- [Consigne 1]
Répondez brièvement aux questions suivantes sur la critique de la Lignée :
(a) De quelle ville provient le vol 753 de Regis Airlines ?
(b) Que fait Guillermo del Toro dans ses carnets lorsqu'il conçoit un film ?
(c) Quel film réalisé par del Toro en 2002 inspire les créatures vampiriques du roman ?
- [Consigne 2] Rédigez la suite de la critique de la Lignée en reprenant après sa dernière phrase.

- [Extrait du document]
Guillermo del Toro ; Chuck Hogan : la Lignée
(the Strain, 2009)
roman de Science-Fiction d'horreur
- par ailleurs :
En provenance de Berlin, le vol 753 de Regis Airlines se pose sans encombre sur les pistes de l'aéroport Kennedy à New York. Seul problème, mais de taille, nul ne descend de l'appareil car les quelque deux cents passagers et membres d'équipage sont morts. Le docteur Ephraim Goodweather et son équipe de la cellule Canari du Center for Decease Control vont mener l'enquête et rapidement faire des découvertes dérangeantes et déconcertantes.
Ce livre cosigné par Guillermo del Toro et Chuck Hogan comporte deux aspects antinomiques. D'une part, il y a un récit débordant d'action et d'imagination qui vient renouveler le thème ultraclassique des vampires. D'autre part, il y a un style d'écriture visiblement emprunté au cinéma qui privilégie les décors et les dialogues aux dépens des sentiments. Cela donne un roman très lisible mais qui n'a aucune âme. Les personnages, malgré des patronymes savoureux, manquent de profondeur. Ce ne sont que des coquilles vides qu'un bon acteur pourrait certainement rendre vivantes et attractives sur grand écran.
Car le grand problème de cette Lignée est qu'elle sort tout droit de l'imagination d'un cinéaste qui adore créer et dessiner. Lorsqu'il conçoit un film, Guillermo del Toro gribouille ainsi des centaines de croquis dans ses carnets. Dessins qui aident ensuite le décorateur, le costumier, le responsable des effets spéciaux et même les comédiens à donner vie aux idées du créateur qu'il est.
Avec la Lignée, Guillermo del Toro et son complice Chuck Hogan s'essayent donc à renouveler le genre si classique et tellement à la mode des vampires. Les suceurs de sang de la Lignée n'ont plus grand-chose à voir avec ceux créés par John Polidori, Charles Nodier, Théophile Gautier ou Bram Stoker. S'éloignant radicalement du romantisme de la série cinémato-livresque de Stephenie Meyer (Fascination), del Toro et Hogan s'inspirent plus nettement des créatures vampiriques qui apparaissent dans Blade II, un film réalisé par nul autre que del Toro en 2002.

- [Enregistrements extraits]
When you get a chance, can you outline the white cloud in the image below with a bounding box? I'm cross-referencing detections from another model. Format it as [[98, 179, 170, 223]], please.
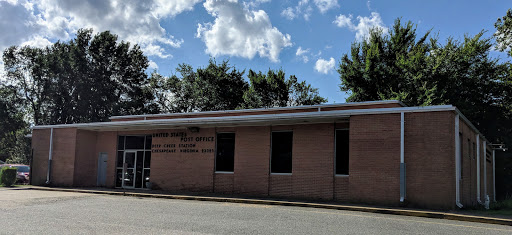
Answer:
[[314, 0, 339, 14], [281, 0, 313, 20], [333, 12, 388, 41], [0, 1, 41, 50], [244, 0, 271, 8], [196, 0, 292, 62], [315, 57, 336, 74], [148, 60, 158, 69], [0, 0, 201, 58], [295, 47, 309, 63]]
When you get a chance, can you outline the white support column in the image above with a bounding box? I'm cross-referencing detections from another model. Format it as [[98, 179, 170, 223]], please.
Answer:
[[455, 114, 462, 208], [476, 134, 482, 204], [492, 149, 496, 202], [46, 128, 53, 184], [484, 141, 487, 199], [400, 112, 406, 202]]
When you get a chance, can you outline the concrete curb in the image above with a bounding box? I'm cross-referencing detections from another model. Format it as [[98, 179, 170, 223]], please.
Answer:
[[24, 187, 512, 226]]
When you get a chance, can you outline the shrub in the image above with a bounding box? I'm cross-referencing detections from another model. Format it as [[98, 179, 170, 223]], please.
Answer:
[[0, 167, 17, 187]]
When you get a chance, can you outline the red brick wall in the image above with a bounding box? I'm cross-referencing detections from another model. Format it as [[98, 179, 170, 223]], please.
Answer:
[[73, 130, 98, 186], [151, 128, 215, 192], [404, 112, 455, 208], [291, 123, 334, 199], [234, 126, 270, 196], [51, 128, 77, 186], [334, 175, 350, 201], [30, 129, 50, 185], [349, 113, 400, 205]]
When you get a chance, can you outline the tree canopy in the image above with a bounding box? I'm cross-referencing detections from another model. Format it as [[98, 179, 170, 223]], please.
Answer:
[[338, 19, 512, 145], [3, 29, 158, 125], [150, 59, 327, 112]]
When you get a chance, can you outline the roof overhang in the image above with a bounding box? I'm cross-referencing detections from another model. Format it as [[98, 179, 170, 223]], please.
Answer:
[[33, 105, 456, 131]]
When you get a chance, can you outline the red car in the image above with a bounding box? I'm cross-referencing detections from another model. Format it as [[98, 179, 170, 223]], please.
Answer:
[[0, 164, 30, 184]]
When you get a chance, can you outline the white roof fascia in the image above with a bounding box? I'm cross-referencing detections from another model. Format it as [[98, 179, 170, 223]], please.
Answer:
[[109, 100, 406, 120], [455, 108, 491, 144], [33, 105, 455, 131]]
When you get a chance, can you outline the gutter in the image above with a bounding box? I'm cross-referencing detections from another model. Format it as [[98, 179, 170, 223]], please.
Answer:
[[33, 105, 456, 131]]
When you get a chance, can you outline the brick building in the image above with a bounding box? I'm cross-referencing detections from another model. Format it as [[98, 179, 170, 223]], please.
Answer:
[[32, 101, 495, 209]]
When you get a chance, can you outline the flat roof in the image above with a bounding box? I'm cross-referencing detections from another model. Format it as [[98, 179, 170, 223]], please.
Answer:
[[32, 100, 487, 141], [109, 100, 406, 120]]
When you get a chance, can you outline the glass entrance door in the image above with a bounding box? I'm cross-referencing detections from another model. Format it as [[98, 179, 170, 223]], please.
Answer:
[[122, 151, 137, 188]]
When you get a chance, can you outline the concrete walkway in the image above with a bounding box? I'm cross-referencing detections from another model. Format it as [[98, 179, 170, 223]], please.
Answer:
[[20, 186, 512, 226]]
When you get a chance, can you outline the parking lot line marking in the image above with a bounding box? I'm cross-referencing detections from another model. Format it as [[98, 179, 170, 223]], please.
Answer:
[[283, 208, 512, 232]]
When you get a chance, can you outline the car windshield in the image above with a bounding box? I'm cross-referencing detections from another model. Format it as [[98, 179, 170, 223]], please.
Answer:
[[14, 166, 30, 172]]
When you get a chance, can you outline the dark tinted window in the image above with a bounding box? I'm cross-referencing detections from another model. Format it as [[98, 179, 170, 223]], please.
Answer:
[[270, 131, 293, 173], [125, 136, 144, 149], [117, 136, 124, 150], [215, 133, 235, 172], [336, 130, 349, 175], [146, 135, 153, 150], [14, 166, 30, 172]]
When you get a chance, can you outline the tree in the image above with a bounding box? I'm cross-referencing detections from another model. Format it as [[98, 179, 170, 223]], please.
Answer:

- [Production attendue 1]
(a) De Berlin.
(b) Il y gribouille des centaines de croquis.
(c) Blade II.

- [Production attendue 2]
Étrange coïncidence, le Vol 753 en provenance de Berlin qui, dans la Lignée, remplace le Demeter du Dracula de Stoker, n'est pas sans rappeler le Vol 627 venant de Hambourg, rempli de morts, victimes d'un mystérieux virus dévoreur de chair, qui se pose à Boston dans le premier épisode de la nouvelle série télévisée de J.J. Abrams : Fringe (2008).
Par ailleurs, on retrouve dans la Lignée plusieurs thèmes récurrents de l'œuvre cinématographique de Guillermo del Toro. Le personnage du milliardaire Eldritch Palmer, à la recherche de la vie éternelle, renvoie ainsi tout naturellement à Dieter La Guardia, qui partage la même obsession dans Cronos (1993), le film qui fit connaître Guillermo del Toro. Les premiers rôles du livre sont dévolus à deux médecins du CDC basés à New York, Ephraim Goodweather et Nora Martinez, qui rappellent forcément les docteurs Susan Tyler et Peter Mann du film Mimic (1997). Enfin, on peut remarquer que, comme dans ses longs-métrages les plus personnels, Cronos, Mimic, l'Échine du Diable (2001) ou le Labyrinthe de Pan (2006), Guillermo del Toro donne un rôle essentiel à un enfant, ici le jeune fils d'Ephraim Goodweather.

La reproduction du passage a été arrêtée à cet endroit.